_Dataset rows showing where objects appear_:
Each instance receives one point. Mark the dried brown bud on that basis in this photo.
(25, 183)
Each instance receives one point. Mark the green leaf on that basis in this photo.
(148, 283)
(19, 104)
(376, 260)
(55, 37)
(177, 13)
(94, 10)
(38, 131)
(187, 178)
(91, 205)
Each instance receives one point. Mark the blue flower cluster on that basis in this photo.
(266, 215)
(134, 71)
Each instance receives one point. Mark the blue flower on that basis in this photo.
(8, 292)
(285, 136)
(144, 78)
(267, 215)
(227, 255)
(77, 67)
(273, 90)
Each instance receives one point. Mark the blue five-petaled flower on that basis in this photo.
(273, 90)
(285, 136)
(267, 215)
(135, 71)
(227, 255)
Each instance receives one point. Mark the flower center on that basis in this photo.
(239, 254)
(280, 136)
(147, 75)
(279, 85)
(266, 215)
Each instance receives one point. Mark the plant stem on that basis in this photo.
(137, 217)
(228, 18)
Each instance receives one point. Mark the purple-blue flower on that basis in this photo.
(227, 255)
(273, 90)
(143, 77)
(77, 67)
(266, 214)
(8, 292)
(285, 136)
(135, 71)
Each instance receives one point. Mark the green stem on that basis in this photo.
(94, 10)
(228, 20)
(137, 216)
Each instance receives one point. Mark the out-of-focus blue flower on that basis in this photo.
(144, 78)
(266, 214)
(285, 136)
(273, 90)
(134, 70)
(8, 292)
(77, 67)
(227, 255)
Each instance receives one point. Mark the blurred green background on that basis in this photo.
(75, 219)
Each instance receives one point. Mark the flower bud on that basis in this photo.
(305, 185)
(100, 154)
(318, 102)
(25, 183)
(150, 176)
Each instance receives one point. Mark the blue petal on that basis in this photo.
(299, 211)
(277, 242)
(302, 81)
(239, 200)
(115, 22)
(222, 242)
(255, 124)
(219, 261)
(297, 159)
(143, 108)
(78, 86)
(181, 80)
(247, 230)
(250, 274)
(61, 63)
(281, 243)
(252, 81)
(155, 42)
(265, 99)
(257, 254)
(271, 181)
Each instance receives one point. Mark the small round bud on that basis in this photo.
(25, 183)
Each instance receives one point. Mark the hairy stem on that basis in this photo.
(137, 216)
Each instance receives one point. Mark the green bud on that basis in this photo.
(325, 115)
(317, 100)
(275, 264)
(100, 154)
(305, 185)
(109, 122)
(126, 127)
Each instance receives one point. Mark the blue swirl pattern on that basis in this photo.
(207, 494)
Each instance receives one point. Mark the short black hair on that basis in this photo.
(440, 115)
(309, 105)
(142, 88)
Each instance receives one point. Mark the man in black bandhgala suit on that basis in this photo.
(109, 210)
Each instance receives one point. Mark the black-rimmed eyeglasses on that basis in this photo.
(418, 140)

_WHAT THIS TASK INVOLVES_: Can you put the lines of the records into a numbered list, starting at the line containing "Each instance receives one point. Mark the black-rimmed" and running through the end of the records, with both ends included and any blank lines left out?

_RESULT_:
1. Each instance receives one point. Mark the black-rimmed eyeglasses on that basis in this photo.
2. (418, 140)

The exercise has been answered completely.